Work item: Once a line is found to contain "query", copy it out of the listing.

Supplied data:
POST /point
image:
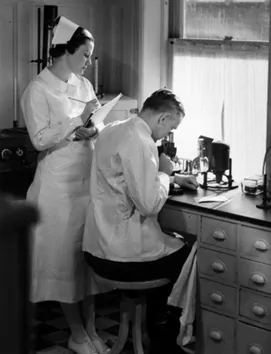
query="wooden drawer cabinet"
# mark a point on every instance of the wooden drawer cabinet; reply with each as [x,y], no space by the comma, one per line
[219,297]
[220,266]
[234,280]
[219,233]
[255,275]
[218,333]
[255,306]
[179,221]
[255,243]
[252,340]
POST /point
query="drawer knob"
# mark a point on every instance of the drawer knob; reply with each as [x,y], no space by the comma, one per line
[256,349]
[134,111]
[218,267]
[219,235]
[217,298]
[216,335]
[259,310]
[261,245]
[258,279]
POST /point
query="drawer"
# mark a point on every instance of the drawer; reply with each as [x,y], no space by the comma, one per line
[255,243]
[219,233]
[217,296]
[252,340]
[255,307]
[218,333]
[178,220]
[255,275]
[219,265]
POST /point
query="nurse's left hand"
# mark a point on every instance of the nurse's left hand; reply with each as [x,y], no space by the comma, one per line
[189,182]
[83,133]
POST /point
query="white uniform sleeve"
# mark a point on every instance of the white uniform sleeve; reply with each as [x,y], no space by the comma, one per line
[36,111]
[147,187]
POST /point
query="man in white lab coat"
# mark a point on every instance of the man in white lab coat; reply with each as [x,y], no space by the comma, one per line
[129,186]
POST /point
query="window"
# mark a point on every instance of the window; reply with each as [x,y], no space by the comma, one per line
[223,84]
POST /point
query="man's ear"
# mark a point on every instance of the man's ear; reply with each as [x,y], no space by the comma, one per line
[164,116]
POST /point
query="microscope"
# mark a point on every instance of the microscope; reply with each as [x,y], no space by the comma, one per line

Solution to this problem:
query="wooden drawer cabinet"
query="drawer knob"
query="drawer"
query="nurse's left hand"
query="white uniform sleeve"
query="man in white lab coat"
query="window"
query="man's ear"
query="microscope"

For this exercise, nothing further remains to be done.